Segment Open

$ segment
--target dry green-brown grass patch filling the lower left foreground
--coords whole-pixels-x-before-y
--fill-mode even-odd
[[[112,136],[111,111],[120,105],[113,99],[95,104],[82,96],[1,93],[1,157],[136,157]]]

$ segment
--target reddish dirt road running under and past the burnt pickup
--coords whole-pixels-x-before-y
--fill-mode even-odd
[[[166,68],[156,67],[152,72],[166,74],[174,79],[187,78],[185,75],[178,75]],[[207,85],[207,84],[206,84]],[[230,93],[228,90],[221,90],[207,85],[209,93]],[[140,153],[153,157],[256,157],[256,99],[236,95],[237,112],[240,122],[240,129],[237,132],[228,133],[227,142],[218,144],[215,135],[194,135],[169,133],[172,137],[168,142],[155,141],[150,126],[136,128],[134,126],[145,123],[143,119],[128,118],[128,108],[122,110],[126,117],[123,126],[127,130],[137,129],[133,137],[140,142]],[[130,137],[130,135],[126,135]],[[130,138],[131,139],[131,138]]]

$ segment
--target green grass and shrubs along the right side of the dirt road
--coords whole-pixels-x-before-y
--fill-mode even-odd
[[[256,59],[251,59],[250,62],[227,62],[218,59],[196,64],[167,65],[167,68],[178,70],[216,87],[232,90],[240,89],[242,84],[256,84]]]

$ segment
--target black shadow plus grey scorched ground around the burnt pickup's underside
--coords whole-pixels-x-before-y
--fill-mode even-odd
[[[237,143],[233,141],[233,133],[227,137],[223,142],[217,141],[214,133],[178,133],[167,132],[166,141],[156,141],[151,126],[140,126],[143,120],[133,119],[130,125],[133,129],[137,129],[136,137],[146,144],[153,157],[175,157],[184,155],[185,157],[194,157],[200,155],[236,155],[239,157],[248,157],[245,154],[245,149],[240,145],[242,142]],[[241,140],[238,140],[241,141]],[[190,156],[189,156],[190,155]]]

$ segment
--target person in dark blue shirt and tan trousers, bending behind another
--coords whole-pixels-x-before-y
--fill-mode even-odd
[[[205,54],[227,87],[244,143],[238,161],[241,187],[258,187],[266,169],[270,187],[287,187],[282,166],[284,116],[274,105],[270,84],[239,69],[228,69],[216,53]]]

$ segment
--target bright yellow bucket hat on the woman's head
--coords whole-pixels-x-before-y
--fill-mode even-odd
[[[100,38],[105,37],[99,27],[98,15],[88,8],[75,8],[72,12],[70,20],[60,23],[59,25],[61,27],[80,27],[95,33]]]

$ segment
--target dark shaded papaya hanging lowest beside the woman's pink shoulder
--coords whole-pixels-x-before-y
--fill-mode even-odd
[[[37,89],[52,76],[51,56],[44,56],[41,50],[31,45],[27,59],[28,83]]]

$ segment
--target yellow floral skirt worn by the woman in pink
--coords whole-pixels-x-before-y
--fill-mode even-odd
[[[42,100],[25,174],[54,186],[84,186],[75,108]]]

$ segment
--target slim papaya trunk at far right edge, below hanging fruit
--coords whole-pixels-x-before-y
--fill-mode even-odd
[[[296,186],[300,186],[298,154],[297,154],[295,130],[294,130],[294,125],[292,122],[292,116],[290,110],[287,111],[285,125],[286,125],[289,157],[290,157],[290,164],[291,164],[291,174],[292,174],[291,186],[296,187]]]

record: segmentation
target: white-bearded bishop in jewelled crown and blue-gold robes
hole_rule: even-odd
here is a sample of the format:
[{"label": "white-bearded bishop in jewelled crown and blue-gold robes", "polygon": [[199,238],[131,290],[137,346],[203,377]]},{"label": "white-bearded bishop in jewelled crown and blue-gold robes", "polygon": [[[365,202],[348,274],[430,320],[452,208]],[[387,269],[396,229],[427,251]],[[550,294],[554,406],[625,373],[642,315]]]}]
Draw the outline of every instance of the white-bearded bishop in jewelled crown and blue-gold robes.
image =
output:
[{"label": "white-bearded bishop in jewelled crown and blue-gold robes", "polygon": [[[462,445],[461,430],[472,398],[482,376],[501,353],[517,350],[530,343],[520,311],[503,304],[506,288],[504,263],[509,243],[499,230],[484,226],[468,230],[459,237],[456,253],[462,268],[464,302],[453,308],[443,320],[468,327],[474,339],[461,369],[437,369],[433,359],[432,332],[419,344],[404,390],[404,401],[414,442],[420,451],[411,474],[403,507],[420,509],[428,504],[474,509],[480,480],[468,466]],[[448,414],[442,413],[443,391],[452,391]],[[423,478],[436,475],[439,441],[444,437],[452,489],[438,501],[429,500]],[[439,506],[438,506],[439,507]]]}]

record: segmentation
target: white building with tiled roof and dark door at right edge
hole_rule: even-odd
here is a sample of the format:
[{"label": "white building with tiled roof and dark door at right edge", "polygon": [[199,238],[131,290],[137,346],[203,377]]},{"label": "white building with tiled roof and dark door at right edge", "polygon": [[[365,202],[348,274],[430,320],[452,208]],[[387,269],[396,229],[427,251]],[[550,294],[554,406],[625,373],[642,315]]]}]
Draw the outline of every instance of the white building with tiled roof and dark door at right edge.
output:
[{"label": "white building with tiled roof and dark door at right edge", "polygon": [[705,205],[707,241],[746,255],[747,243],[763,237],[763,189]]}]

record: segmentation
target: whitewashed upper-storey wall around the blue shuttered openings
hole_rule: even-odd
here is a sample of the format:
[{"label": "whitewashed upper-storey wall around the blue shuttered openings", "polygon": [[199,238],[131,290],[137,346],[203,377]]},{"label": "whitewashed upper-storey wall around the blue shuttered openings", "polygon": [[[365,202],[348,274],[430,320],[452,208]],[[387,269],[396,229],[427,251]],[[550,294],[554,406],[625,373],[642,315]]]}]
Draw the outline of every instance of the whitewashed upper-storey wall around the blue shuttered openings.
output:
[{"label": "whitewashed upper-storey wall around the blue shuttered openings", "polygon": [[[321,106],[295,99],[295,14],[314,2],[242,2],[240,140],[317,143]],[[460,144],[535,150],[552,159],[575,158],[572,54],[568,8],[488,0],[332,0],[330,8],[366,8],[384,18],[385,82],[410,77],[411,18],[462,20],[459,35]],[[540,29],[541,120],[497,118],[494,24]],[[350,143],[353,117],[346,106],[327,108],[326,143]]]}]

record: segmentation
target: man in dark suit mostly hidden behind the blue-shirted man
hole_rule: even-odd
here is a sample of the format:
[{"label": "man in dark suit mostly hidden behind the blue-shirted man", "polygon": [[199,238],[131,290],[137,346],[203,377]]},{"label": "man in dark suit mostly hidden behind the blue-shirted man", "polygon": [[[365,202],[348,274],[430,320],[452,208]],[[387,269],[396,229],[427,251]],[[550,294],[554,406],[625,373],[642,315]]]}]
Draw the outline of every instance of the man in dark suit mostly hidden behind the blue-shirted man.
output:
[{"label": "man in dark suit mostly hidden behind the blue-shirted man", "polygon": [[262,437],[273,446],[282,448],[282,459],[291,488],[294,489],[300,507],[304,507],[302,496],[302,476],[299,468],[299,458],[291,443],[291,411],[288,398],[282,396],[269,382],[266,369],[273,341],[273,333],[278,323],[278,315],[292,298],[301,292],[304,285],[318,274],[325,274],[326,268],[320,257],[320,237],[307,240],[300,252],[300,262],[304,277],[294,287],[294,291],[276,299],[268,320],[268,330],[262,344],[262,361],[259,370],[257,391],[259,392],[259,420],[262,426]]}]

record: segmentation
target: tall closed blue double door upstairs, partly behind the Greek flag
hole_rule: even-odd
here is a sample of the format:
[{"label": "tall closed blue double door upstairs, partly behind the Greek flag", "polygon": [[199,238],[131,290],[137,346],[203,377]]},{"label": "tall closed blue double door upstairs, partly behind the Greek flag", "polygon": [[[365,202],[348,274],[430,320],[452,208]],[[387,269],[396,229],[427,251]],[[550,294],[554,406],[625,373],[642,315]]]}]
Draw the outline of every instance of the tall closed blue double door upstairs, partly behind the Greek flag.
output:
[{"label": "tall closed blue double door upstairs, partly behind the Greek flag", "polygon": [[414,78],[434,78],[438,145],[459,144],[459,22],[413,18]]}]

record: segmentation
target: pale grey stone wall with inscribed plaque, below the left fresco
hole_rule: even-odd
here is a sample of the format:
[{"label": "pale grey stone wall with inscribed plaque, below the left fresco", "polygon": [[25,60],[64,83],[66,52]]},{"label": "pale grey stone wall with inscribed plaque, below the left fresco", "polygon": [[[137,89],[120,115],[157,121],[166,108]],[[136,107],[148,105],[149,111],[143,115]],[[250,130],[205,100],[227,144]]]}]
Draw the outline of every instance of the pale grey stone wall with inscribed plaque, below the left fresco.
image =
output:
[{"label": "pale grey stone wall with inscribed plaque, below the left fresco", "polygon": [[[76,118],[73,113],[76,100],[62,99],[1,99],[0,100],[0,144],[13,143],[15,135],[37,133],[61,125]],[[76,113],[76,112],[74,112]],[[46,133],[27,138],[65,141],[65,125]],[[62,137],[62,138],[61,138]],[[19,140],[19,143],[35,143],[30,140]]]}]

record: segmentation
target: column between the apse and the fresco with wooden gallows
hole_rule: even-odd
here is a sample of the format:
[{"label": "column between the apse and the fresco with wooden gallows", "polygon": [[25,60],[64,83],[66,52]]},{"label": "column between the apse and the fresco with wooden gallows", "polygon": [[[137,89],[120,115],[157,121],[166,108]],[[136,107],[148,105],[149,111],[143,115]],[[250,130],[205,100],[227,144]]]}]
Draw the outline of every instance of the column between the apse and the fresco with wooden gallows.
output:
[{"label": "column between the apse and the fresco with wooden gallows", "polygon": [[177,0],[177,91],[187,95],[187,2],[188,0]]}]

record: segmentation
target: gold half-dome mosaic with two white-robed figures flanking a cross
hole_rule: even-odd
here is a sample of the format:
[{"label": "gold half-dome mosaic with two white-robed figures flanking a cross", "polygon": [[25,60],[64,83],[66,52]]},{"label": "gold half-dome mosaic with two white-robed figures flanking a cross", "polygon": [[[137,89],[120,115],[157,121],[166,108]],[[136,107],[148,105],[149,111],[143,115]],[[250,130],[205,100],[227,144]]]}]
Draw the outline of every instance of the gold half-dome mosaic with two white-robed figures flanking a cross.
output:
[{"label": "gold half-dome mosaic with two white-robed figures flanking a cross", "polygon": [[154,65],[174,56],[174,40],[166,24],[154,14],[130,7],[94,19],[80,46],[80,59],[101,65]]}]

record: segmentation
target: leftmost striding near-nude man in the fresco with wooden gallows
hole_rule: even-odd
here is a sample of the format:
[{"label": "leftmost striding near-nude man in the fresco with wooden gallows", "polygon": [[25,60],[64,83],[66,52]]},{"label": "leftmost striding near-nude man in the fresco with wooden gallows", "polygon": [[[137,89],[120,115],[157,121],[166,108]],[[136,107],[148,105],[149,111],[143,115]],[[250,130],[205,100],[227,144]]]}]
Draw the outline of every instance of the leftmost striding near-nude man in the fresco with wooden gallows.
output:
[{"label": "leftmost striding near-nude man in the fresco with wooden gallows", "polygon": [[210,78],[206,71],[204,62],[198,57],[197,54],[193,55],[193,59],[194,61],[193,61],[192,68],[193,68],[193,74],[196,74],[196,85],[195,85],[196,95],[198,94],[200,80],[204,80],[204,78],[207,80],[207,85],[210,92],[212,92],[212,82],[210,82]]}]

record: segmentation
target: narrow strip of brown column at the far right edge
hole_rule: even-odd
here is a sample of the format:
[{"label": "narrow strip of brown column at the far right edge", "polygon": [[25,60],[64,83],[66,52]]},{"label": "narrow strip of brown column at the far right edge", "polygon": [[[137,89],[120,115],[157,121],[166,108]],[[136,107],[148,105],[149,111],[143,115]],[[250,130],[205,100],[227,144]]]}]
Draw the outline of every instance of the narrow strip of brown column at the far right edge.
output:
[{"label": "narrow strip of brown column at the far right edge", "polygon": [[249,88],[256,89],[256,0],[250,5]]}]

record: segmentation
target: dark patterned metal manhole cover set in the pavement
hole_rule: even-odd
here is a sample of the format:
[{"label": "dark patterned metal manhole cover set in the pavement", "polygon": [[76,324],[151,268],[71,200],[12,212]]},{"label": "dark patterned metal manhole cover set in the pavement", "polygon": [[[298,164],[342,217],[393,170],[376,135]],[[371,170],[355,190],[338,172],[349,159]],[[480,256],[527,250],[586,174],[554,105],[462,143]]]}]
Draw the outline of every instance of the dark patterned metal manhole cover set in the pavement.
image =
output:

Segment Closed

Task item: Wherever a line in the data above holds the word "yellow", copy that line.

Final answer:
--target bright yellow bucket hat on the woman's head
--target yellow floral skirt worn by the woman in pink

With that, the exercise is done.